**Short task 1**
Answer these questions about the article on Biden's immediate agenda items, one answer per line and marked the same way:
(a) In what year did Oliver Cromwell dismiss the Rump Parliament?
(b) Who is thanked for the quote of the week?
(c) What is the one exception among the guardrails that stabilize competition between nuclear-armed rivals?
**Short task 2**
List every person named in the article on Biden's immediate agenda items.
**Short task 3**
Go on with the article on Biden's immediate agenda items from the point where it stops.

**Excerpt**
Michael KreponBiden’s Immediate Agenda Items

Quote of the week:

“It is high time for me to put an end to your sitting in this place, which you have dishonored by your contempt of all virtue and defiled by your practice of every vice.
Ye are a factious crew, and enemies to all good government. Ye are a pack of mercenary wretches, and would like Esau sell your country for a mess of pottage, and like Judas betray your God for a few pieces of money.
Is there a single virtue now remaining amongst you? Is there one vice you do not possess?
Ye have no more religion than my horse. Gold is your God. Which of you have not bartered your conscience for bribes? Is there a man amongst you that has the least care for the good of the Commonwealth?…
In the name of God, go!”
— Oliver Cromwell dismissing the Rump Parliament, 1653 (with thanks to Greg Govan)

The incoming Biden administration has its hands full. Domestic circumstances are dire, partisanship remains fierce, and the world is a fractious place. With but one exception — New START, which is about to expire — rivals that possess nuclear weapons lack guardrails to stabilize their competition.

**Given data**
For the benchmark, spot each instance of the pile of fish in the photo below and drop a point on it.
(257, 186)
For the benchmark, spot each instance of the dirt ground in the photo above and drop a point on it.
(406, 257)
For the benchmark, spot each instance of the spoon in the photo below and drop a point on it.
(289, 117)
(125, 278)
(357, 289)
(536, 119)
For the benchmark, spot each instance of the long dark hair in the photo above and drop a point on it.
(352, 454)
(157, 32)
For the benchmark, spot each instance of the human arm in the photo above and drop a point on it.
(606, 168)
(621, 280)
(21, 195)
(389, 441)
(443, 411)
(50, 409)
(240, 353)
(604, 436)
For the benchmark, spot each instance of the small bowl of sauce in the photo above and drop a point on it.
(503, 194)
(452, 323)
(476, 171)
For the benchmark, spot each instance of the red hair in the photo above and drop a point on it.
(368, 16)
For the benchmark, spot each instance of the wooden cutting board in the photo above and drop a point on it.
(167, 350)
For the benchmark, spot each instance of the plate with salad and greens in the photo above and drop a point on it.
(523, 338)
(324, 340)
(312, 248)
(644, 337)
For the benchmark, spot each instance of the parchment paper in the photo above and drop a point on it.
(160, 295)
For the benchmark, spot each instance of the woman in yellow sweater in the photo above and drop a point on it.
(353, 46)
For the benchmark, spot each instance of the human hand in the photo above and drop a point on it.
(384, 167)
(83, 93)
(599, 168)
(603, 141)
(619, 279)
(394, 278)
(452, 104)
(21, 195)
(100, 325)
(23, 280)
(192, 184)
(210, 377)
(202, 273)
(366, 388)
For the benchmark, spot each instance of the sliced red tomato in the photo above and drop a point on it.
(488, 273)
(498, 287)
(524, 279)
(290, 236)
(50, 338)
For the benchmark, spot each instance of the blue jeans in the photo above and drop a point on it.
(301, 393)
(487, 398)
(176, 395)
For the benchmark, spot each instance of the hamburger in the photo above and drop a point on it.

**Written reply 1**
(a) 1653
(b) Greg Govan
(c) New START

**Written reply 2**
Michael Krepon, Biden, Oliver Cromwell, Greg Govan, Esau, Judas

**Written reply 3**
The geometry of nuclear rivalry consists primarily of two interlocking triangular competitions. One triangle consists of the United States, Russia and China; the other triangle is China, India and Pakistan. The unequal sides of triangular competitions do not lend themselves to numerical constraints.

We’re in trouble because of the near-systemic absence of effective mechanisms to tamp down nuclear-tinged competitions. Diplomacy has been replaced by land grabs (China and Russia), overreaching (the United States, Russia and China), treaty shedding (the United States and Russia), and clashes over contested borders (China-India and India-Pakistan).

In these circumstances, modest patch-ups can only help, which is one of several reasons for the incoming Biden administration to reject Donald Trump’s lawless exit from the Open Skies Treaty and to rejoin and revitalize it. This would present Moscow with the choice of helping to repair the treaty or replacing the United States as the treaty outlier. There is no comparable multilateral framework for Asia, where creative diplomacy backed up by an increased U.S. naval presence will be required.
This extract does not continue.